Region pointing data

^^^^

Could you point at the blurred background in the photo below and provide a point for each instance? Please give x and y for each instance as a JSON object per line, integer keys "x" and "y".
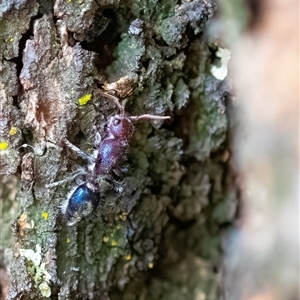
{"x": 262, "y": 255}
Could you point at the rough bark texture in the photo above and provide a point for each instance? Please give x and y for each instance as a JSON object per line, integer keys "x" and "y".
{"x": 160, "y": 238}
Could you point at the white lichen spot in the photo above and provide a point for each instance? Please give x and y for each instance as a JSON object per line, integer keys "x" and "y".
{"x": 45, "y": 289}
{"x": 220, "y": 72}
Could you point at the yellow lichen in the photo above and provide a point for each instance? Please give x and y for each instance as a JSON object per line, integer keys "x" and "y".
{"x": 150, "y": 265}
{"x": 13, "y": 130}
{"x": 3, "y": 145}
{"x": 128, "y": 257}
{"x": 85, "y": 99}
{"x": 45, "y": 215}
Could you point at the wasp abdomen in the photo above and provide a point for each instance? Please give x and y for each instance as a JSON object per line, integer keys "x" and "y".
{"x": 82, "y": 202}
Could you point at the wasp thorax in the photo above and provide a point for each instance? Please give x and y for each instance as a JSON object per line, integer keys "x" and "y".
{"x": 121, "y": 127}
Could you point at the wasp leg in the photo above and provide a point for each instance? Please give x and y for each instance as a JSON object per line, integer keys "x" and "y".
{"x": 72, "y": 176}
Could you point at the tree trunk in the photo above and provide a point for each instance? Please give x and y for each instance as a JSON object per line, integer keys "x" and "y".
{"x": 160, "y": 236}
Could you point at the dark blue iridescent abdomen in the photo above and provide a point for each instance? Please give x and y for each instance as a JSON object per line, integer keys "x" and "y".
{"x": 82, "y": 202}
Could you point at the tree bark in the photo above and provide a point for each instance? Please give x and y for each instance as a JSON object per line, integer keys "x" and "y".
{"x": 160, "y": 237}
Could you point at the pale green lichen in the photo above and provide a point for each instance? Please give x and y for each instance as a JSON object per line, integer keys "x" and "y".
{"x": 36, "y": 268}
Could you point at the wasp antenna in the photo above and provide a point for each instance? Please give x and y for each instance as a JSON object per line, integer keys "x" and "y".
{"x": 25, "y": 146}
{"x": 114, "y": 99}
{"x": 151, "y": 117}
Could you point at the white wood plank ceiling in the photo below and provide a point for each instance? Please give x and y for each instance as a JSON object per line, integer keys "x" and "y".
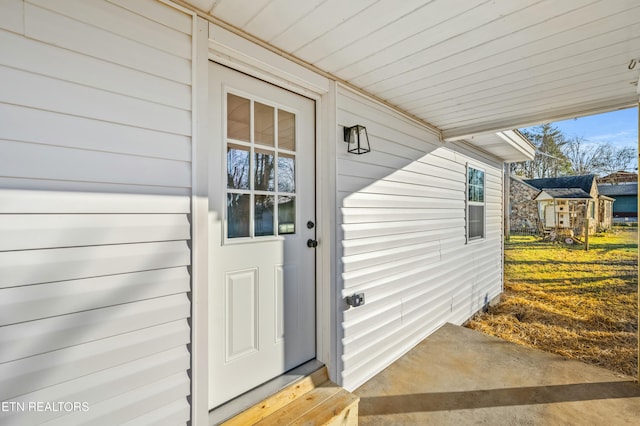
{"x": 464, "y": 66}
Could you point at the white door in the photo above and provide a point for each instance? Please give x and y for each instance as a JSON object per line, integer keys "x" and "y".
{"x": 261, "y": 232}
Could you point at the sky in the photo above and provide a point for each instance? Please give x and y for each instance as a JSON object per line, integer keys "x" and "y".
{"x": 620, "y": 128}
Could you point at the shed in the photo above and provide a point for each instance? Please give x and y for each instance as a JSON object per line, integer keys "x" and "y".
{"x": 566, "y": 202}
{"x": 625, "y": 208}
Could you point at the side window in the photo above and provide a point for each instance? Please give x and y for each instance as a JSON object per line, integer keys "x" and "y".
{"x": 475, "y": 204}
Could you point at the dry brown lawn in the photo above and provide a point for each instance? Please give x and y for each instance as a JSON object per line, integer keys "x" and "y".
{"x": 565, "y": 300}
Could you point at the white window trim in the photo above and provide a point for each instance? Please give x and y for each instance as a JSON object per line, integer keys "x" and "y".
{"x": 475, "y": 203}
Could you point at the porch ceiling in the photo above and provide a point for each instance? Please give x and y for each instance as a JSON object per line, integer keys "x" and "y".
{"x": 466, "y": 67}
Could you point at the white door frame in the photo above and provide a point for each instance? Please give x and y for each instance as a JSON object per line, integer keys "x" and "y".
{"x": 222, "y": 46}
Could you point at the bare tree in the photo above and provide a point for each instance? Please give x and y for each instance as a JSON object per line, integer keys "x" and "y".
{"x": 601, "y": 158}
{"x": 549, "y": 160}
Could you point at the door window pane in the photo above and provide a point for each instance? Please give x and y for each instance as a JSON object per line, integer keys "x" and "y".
{"x": 237, "y": 167}
{"x": 261, "y": 169}
{"x": 238, "y": 215}
{"x": 286, "y": 215}
{"x": 264, "y": 170}
{"x": 286, "y": 173}
{"x": 286, "y": 130}
{"x": 263, "y": 221}
{"x": 263, "y": 122}
{"x": 238, "y": 118}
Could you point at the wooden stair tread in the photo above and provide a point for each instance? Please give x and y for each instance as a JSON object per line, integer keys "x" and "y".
{"x": 314, "y": 400}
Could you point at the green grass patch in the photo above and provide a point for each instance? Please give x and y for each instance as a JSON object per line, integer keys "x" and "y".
{"x": 576, "y": 303}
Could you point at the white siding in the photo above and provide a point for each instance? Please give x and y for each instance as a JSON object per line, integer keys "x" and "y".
{"x": 401, "y": 237}
{"x": 95, "y": 183}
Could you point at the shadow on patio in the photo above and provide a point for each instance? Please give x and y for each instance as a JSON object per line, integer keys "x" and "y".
{"x": 459, "y": 376}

^^^^

(TASK ITEM)
Please copy the line holding "Could you point at the white siding" and all lines after it to the end of the records, exactly, and nothing else.

(SOLUTION TO THE PROBLEM)
Could you point at the white siding in the photo above and provide a point for each instance? Please give x and y for each instance as a JSON object per line, integer keys "x" and "y".
{"x": 401, "y": 237}
{"x": 95, "y": 183}
Could you point at the shadow on patio in the photo above and provide a point for each instance? Please give x and y for each instance as a JSON object per line, integer keys "x" and "y".
{"x": 459, "y": 376}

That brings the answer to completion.